═════ Extracted data ═════

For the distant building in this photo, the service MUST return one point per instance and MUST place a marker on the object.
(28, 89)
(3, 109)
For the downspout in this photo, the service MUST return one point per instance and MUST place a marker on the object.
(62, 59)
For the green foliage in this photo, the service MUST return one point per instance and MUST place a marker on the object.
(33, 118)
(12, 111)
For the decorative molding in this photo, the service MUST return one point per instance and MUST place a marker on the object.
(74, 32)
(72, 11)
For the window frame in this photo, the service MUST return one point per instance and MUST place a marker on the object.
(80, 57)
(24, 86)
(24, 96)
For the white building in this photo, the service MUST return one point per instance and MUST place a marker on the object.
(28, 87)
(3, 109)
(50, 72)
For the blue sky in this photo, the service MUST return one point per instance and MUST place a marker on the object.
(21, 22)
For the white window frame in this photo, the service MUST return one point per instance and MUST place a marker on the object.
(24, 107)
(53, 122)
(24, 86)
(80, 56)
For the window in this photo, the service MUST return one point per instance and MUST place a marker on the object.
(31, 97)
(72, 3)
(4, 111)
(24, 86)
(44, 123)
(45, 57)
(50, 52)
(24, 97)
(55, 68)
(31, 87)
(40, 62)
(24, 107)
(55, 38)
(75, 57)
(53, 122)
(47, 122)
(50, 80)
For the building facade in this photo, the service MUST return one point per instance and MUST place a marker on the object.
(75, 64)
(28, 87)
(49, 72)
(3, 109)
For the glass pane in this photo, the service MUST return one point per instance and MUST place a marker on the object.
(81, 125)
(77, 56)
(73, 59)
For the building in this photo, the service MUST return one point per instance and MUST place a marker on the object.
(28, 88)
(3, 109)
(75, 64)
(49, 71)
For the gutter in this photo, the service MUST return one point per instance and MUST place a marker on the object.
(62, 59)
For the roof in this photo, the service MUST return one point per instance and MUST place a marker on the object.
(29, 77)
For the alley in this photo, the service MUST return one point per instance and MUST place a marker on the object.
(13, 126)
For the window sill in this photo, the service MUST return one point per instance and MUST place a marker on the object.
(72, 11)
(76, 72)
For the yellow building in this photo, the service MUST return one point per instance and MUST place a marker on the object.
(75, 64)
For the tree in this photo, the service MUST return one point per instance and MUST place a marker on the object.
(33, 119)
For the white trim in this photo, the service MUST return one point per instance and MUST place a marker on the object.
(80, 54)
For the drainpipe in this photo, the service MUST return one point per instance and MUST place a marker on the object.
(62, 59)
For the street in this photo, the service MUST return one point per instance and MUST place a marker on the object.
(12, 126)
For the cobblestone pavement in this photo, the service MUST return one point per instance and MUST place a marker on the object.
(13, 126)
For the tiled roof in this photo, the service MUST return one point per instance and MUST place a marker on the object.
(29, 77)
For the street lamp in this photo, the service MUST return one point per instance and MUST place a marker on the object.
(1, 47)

═════
═════ Extracted data ═════

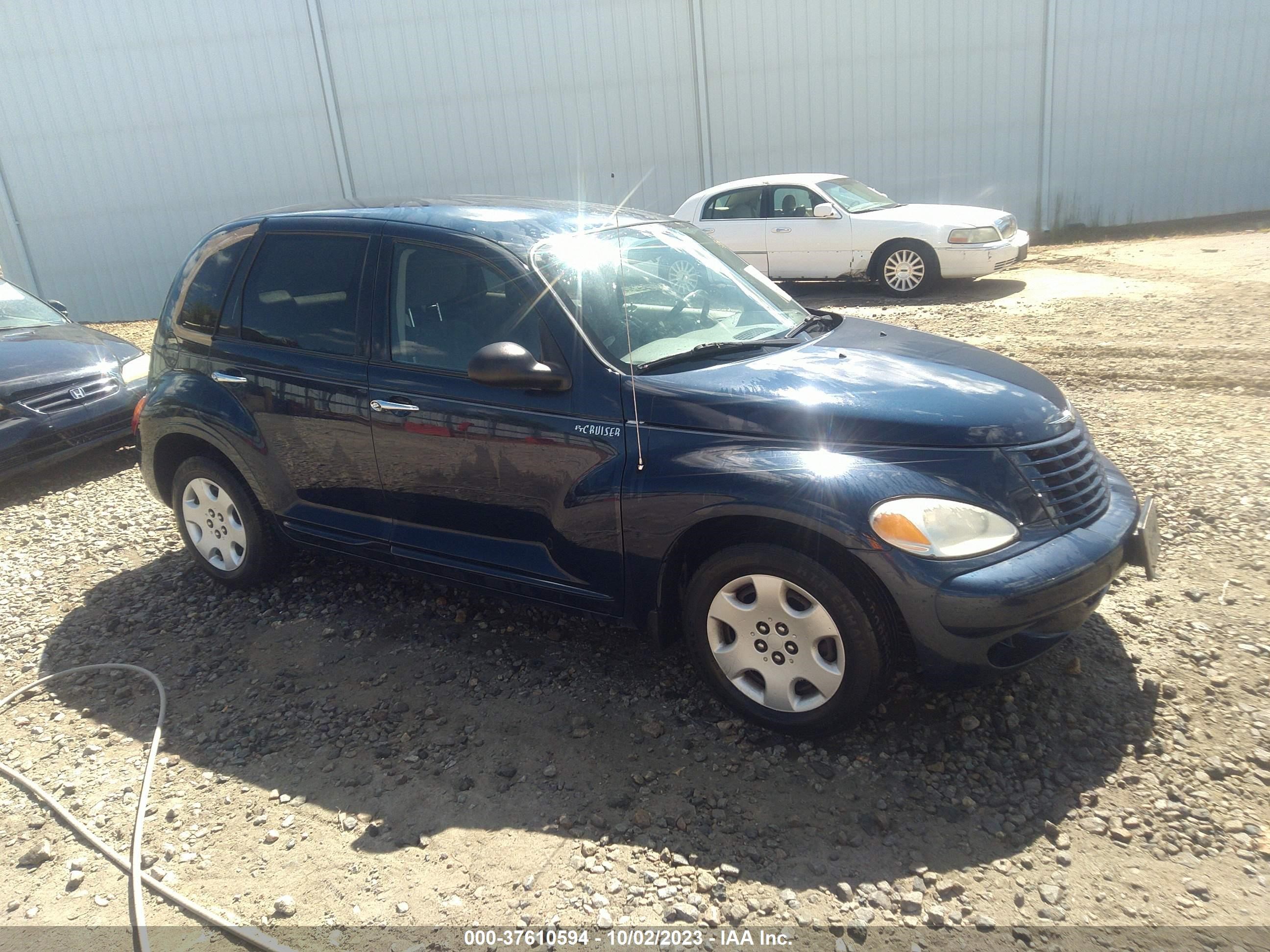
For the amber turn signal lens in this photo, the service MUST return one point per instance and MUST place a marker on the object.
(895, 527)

═════

» Exercise prompt
From the records, pick out and copy each line in which the word "roof" appears.

» Response
For the roof in this photo, the service MUST return one point per instance and MUST place a marker on the object.
For the tiled roof in this photo, the service MUST return one point per instance and MUST place a marker on the object.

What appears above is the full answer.